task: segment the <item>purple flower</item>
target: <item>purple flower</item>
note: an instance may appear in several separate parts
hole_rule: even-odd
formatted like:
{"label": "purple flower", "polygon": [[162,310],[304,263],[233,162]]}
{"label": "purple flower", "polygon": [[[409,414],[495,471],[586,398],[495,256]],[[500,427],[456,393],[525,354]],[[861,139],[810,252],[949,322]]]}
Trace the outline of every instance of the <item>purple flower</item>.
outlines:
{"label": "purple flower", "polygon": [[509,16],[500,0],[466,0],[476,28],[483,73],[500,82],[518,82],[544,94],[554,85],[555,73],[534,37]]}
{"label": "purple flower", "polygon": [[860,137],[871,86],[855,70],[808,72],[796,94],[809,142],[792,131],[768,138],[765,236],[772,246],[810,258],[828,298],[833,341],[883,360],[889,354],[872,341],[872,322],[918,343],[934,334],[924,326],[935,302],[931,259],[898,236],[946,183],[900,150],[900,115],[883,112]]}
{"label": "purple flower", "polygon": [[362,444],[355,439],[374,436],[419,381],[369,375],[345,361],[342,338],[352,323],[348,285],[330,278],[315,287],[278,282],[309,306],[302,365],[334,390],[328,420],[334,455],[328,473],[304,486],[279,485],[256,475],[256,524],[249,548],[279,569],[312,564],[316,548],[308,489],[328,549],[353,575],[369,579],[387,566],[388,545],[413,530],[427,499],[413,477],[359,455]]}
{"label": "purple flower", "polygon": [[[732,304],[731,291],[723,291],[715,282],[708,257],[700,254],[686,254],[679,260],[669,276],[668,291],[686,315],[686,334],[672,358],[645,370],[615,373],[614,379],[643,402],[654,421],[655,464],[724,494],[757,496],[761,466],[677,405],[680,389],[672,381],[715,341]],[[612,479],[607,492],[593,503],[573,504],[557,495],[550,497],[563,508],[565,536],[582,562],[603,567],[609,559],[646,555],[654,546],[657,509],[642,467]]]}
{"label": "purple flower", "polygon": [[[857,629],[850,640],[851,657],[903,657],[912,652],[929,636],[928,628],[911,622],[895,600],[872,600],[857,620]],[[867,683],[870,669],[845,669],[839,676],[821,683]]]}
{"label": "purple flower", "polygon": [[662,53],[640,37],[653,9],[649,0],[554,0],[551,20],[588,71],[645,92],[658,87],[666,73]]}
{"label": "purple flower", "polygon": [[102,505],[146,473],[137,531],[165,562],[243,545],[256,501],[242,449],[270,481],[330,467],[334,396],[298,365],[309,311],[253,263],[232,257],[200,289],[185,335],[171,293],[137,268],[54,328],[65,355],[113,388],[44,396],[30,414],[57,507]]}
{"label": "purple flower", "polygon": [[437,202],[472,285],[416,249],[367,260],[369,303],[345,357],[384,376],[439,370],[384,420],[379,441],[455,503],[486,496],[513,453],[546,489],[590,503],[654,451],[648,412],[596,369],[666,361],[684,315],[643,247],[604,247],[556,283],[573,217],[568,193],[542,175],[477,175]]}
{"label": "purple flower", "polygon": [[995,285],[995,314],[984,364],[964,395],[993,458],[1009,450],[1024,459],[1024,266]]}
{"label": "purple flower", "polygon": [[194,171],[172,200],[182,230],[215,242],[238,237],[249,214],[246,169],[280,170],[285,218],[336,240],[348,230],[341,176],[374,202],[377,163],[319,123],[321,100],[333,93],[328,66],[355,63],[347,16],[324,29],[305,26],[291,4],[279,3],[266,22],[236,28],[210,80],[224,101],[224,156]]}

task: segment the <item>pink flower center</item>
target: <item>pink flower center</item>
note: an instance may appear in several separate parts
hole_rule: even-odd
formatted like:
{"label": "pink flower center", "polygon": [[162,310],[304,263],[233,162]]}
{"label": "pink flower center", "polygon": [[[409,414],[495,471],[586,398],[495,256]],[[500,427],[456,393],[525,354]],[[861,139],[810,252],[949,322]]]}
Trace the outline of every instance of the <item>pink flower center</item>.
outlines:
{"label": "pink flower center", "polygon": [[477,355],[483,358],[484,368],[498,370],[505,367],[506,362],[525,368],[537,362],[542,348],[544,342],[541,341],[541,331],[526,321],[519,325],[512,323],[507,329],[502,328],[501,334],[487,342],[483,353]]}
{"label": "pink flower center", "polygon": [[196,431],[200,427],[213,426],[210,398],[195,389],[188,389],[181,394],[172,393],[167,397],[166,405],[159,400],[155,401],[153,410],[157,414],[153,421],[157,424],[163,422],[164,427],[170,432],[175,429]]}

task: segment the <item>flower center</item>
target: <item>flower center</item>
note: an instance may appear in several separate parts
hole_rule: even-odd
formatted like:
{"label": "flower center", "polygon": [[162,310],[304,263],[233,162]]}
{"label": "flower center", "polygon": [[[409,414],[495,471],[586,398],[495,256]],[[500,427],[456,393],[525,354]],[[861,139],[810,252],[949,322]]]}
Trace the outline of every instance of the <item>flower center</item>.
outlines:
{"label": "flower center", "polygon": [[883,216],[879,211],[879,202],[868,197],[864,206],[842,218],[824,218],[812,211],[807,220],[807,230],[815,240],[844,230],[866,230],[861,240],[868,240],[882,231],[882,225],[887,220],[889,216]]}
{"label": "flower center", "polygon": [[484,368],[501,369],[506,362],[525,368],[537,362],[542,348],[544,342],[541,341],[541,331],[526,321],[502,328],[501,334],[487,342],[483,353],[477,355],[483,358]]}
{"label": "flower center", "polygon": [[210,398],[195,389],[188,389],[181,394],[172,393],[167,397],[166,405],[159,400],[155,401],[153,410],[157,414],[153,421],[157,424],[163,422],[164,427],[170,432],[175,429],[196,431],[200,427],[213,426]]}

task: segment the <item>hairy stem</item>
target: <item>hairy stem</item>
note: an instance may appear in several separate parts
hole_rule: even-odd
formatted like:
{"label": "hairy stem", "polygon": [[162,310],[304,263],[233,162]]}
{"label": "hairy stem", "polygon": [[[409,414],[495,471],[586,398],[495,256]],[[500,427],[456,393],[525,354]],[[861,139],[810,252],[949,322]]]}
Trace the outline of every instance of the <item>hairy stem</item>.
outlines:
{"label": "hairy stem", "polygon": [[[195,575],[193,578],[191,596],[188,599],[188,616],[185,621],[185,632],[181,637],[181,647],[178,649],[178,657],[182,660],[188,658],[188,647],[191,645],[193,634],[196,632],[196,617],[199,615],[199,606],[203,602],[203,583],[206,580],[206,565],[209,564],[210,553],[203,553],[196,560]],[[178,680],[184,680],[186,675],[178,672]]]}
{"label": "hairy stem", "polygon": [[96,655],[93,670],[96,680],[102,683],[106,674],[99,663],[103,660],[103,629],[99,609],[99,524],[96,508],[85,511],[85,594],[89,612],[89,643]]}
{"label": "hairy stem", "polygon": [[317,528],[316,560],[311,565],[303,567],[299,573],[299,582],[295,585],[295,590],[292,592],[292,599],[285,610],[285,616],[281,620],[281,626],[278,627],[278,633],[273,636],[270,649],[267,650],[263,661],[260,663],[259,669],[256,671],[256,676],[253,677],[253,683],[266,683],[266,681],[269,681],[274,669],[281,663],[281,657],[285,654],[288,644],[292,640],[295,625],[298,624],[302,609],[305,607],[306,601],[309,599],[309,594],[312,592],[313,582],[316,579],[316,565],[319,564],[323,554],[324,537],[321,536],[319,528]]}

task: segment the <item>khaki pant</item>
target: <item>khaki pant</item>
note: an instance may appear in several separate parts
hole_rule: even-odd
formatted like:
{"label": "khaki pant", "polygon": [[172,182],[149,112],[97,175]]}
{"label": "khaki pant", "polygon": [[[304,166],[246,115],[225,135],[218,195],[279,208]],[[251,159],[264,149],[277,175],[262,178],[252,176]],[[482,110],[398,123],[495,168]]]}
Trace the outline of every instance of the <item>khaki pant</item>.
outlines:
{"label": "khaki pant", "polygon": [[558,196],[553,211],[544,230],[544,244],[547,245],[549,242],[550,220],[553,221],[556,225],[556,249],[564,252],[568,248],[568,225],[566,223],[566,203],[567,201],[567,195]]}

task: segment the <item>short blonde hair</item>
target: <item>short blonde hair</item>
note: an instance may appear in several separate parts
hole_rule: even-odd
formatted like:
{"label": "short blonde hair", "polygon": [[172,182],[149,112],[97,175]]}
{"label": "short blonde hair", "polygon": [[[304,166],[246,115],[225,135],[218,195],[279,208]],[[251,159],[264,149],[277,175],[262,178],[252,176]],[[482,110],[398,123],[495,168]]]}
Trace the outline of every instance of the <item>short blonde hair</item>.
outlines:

(TASK INSTRUCTIONS): Reproduce the lines of the records from the line containing "task: segment the <item>short" through the end of the records, inclusive, keeping every character unchanged.

(WRITTEN REPLY):
task: segment the <item>short blonde hair</item>
target: <item>short blonde hair</item>
note: an instance may appear in several separate parts
hole_rule: even-odd
formatted like:
{"label": "short blonde hair", "polygon": [[172,182],[149,112],[97,175]]}
{"label": "short blonde hair", "polygon": [[[304,166],[246,115],[225,135],[218,195],[279,208]],[[251,159],[264,149],[277,175],[262,178],[252,176]],[[482,110],[398,123],[495,168]]]}
Trace the outline of every instance of the <item>short blonde hair</item>.
outlines:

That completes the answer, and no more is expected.